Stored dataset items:
Segment Open

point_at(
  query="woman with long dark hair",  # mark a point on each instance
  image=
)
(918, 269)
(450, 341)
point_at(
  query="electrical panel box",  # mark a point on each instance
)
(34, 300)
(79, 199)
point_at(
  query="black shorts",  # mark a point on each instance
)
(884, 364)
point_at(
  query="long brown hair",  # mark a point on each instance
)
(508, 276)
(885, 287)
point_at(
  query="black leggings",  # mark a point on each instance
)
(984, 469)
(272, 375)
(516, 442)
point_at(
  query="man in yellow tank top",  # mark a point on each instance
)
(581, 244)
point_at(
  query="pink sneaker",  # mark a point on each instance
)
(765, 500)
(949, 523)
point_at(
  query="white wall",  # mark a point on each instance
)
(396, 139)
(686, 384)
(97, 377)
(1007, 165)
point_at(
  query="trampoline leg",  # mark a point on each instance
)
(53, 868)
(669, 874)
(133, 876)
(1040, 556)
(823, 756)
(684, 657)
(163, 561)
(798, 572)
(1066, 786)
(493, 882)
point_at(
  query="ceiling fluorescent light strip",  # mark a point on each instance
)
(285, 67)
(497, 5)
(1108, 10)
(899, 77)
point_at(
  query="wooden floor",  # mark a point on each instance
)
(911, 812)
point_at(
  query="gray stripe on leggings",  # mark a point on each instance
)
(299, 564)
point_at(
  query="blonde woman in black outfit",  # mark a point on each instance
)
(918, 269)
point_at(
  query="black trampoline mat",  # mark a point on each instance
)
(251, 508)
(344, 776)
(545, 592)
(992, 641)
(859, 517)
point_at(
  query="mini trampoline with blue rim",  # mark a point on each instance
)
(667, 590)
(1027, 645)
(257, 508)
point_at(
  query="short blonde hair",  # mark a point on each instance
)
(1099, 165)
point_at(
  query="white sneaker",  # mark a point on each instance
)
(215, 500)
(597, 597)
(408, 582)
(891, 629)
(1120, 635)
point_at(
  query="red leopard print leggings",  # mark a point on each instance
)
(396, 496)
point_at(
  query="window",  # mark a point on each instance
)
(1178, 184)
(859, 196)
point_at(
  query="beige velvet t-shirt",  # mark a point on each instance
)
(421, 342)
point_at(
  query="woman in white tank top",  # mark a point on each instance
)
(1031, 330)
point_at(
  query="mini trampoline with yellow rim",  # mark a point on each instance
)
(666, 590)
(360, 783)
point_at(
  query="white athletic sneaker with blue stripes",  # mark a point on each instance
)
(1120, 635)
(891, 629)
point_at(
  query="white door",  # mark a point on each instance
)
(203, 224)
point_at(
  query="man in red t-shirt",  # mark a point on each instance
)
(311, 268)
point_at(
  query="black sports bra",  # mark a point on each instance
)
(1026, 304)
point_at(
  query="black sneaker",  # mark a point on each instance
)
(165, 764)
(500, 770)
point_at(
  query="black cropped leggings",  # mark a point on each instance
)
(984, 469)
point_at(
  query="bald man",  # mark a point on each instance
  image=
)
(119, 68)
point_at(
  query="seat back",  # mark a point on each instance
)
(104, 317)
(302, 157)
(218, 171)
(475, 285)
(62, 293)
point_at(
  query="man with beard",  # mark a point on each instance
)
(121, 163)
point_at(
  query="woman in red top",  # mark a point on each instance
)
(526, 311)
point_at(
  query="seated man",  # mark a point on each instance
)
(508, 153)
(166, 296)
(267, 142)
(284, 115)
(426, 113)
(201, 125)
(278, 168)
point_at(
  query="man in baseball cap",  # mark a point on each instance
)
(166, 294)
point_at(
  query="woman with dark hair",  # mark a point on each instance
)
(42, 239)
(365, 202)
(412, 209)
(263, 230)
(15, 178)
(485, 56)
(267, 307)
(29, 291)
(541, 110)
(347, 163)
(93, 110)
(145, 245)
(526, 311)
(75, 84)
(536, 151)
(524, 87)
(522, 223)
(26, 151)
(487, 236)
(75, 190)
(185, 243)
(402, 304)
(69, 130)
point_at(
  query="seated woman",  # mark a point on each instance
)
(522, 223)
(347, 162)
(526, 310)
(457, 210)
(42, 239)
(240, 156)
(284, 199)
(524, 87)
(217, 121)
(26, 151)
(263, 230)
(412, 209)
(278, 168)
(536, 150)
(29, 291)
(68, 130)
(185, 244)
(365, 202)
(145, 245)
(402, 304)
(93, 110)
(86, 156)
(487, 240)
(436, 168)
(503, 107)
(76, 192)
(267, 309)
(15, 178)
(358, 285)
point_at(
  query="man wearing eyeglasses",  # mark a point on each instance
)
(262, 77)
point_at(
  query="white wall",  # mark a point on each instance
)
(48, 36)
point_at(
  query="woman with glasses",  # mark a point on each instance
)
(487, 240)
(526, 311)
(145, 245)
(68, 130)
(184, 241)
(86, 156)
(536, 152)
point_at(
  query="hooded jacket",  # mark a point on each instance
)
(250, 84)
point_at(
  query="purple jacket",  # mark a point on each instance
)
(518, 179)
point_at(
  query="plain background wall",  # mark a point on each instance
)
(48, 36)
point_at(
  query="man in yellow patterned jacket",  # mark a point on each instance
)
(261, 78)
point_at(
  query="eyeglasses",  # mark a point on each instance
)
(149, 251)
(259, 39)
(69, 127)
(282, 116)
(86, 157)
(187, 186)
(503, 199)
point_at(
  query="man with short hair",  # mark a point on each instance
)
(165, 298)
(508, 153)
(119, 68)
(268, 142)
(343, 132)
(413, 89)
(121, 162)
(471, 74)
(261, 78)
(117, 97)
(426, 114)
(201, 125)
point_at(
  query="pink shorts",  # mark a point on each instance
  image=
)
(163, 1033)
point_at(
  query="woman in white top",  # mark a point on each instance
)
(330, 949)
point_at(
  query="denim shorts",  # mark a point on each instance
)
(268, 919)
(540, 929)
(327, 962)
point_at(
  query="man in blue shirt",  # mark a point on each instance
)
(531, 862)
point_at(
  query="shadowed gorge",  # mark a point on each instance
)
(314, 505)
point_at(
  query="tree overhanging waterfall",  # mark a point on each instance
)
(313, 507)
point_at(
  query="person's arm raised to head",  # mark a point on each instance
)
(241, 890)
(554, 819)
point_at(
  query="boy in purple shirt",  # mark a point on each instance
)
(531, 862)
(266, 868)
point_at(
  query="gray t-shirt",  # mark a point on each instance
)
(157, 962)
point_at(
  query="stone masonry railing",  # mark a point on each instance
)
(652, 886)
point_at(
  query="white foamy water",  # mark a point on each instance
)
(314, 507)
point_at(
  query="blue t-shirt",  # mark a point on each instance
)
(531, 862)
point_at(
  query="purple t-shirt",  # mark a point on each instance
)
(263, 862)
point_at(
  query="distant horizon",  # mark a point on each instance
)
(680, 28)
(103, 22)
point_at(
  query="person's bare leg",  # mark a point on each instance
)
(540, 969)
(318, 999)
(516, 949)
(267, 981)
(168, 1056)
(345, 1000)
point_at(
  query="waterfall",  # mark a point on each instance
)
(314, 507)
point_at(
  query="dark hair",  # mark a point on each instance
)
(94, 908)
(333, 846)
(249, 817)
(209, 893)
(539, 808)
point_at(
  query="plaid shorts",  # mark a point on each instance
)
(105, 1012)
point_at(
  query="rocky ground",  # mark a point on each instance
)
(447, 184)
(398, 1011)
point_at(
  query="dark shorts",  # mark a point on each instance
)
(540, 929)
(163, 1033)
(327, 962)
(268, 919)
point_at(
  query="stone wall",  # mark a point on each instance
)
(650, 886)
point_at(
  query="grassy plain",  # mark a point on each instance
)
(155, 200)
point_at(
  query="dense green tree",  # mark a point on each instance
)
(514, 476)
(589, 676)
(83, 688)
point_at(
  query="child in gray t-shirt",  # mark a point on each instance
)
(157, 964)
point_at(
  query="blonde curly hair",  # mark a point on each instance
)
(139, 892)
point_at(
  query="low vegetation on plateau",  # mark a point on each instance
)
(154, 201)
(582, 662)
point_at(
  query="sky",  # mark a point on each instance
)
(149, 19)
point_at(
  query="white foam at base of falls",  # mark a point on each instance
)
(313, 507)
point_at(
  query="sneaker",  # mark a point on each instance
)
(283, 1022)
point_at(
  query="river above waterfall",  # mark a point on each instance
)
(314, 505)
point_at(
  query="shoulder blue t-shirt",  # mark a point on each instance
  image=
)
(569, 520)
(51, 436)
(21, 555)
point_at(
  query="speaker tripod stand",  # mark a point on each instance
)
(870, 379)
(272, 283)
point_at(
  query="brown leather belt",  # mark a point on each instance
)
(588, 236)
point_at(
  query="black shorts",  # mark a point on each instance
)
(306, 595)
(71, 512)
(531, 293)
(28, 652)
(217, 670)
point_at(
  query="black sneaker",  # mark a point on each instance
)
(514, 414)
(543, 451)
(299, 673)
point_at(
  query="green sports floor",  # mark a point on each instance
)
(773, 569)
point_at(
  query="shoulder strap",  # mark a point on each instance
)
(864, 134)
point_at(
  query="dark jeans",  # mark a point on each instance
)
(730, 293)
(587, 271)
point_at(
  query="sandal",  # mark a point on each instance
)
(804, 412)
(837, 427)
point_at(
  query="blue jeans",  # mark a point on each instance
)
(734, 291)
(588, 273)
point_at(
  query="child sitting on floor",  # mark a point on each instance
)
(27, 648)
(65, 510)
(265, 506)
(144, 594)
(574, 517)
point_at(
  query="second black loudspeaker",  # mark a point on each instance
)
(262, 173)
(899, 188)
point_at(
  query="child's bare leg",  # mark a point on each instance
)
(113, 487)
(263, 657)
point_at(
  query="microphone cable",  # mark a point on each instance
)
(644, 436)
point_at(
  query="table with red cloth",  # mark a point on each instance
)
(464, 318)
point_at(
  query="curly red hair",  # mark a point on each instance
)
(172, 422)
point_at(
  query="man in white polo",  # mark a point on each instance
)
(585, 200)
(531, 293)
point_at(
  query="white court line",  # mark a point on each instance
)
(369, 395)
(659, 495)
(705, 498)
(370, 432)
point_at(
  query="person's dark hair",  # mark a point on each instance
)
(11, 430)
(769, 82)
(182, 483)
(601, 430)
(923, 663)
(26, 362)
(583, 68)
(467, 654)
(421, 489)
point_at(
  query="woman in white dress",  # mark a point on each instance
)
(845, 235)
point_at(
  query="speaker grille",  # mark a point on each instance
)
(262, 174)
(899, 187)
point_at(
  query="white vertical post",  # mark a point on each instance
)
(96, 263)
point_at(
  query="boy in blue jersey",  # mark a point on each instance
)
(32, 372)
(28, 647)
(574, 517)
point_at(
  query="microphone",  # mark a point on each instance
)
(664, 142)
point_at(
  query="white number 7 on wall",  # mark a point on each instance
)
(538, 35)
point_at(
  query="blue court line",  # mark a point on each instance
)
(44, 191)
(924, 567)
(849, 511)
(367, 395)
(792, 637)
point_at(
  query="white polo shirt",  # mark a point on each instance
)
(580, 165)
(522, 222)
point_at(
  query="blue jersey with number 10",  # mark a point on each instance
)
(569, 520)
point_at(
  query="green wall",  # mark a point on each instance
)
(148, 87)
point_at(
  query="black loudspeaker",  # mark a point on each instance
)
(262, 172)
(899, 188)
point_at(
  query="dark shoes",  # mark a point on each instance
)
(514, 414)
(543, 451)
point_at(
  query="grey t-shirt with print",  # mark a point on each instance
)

Segment Closed

(What to do):
The lines that mention the word "bare" should be pulled from the records above.

(Response to this task):
  query="person's bare leg",  # mark a point on each instance
  query="child's bare leg",  # mark a point on each instance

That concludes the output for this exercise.